══ PROVIDED ENTRIES

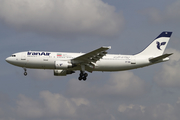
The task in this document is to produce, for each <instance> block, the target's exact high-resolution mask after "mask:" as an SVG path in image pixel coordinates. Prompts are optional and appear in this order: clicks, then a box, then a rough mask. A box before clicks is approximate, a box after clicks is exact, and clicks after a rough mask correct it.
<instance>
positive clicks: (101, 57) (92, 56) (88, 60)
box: [72, 46, 111, 64]
mask: <svg viewBox="0 0 180 120" xmlns="http://www.w3.org/2000/svg"><path fill="white" fill-rule="evenodd" d="M110 48H111V47H110V46H109V47H100V48H99V49H96V50H94V51H91V52H89V53H86V54H83V55H81V56H79V57H76V58H74V59H72V62H73V63H74V64H88V63H91V62H94V63H95V62H96V61H98V60H100V59H101V58H102V57H103V56H105V55H106V54H107V52H106V50H108V49H110Z"/></svg>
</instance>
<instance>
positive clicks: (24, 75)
mask: <svg viewBox="0 0 180 120" xmlns="http://www.w3.org/2000/svg"><path fill="white" fill-rule="evenodd" d="M23 69H24V76H26V75H27V72H26V71H27V70H26V68H23Z"/></svg>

════

→ DIRECTIONS
Print every line of the entries above verbatim, leaving out the pictures.

→ YOUR RESPONSE
The task in this document is to produce, for each <instance> block, the target's exact high-resolution mask after "mask:" as an SVG path in image pixel coordinates. Prompts are optional and appear in this order: clicks, then a box, then a rough mask. A box before clicks is approximate, a box after clicks is exact, and clicks after a rough mask correct it.
<instance>
positive clicks: (101, 57) (92, 56) (88, 60)
box: [72, 46, 111, 64]
mask: <svg viewBox="0 0 180 120" xmlns="http://www.w3.org/2000/svg"><path fill="white" fill-rule="evenodd" d="M110 48H111V47H110V46H109V47H100V48H99V49H96V50H94V51H91V52H89V53H86V54H83V55H81V56H79V57H76V58H74V59H72V62H73V63H74V64H88V63H91V62H94V63H95V62H96V61H98V60H100V59H101V58H102V57H103V56H105V55H106V54H107V52H106V50H108V49H110Z"/></svg>
</instance>
<instance>
positive clicks: (24, 75)
mask: <svg viewBox="0 0 180 120" xmlns="http://www.w3.org/2000/svg"><path fill="white" fill-rule="evenodd" d="M23 69H24V76H26V75H27V72H26V71H27V70H26V68H23Z"/></svg>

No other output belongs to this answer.